GIVEN INSTRUCTION:
Count the lines in the material below that contain the word "rubble". Reply with the number alone.

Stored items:
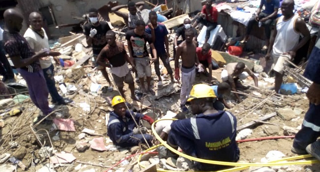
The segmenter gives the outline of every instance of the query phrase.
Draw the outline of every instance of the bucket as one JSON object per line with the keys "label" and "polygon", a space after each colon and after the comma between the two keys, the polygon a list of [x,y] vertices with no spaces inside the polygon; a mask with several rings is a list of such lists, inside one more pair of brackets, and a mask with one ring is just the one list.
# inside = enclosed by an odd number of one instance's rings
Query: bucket
{"label": "bucket", "polygon": [[240,56],[242,54],[242,47],[237,46],[229,46],[228,52],[233,56]]}
{"label": "bucket", "polygon": [[69,67],[72,66],[74,64],[74,61],[71,60],[65,60],[64,61],[64,67]]}

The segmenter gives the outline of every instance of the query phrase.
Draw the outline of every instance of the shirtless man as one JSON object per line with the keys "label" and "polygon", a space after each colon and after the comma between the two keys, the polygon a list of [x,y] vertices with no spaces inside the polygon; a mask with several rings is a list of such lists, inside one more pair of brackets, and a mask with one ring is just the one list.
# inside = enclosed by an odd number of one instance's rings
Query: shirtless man
{"label": "shirtless man", "polygon": [[[181,91],[180,91],[180,108],[183,112],[188,112],[186,107],[187,95],[192,88],[192,84],[195,77],[195,65],[200,64],[195,53],[197,47],[196,41],[192,40],[194,33],[191,29],[186,30],[186,40],[182,42],[177,48],[177,54],[174,60],[175,78],[178,82],[180,79],[179,72],[179,58],[182,59],[181,65]],[[200,64],[201,65],[201,64]]]}
{"label": "shirtless man", "polygon": [[[121,5],[115,6],[111,8],[111,11],[114,12],[116,15],[121,17],[122,17],[126,23],[126,25],[129,28],[129,29],[134,29],[135,28],[135,22],[138,20],[143,20],[141,16],[141,13],[137,13],[142,10],[143,5],[144,5],[144,1],[138,2],[134,3],[134,2],[129,2],[128,5]],[[136,6],[139,6],[137,9]],[[127,7],[129,13],[125,13],[122,12],[118,11],[119,9]],[[130,17],[129,18],[129,17]]]}

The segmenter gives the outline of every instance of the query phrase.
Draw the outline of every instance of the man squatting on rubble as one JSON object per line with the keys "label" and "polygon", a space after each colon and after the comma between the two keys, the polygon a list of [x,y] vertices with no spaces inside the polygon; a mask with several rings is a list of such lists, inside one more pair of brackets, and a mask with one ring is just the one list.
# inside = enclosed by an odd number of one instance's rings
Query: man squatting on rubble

EXPECTED ANSWER:
2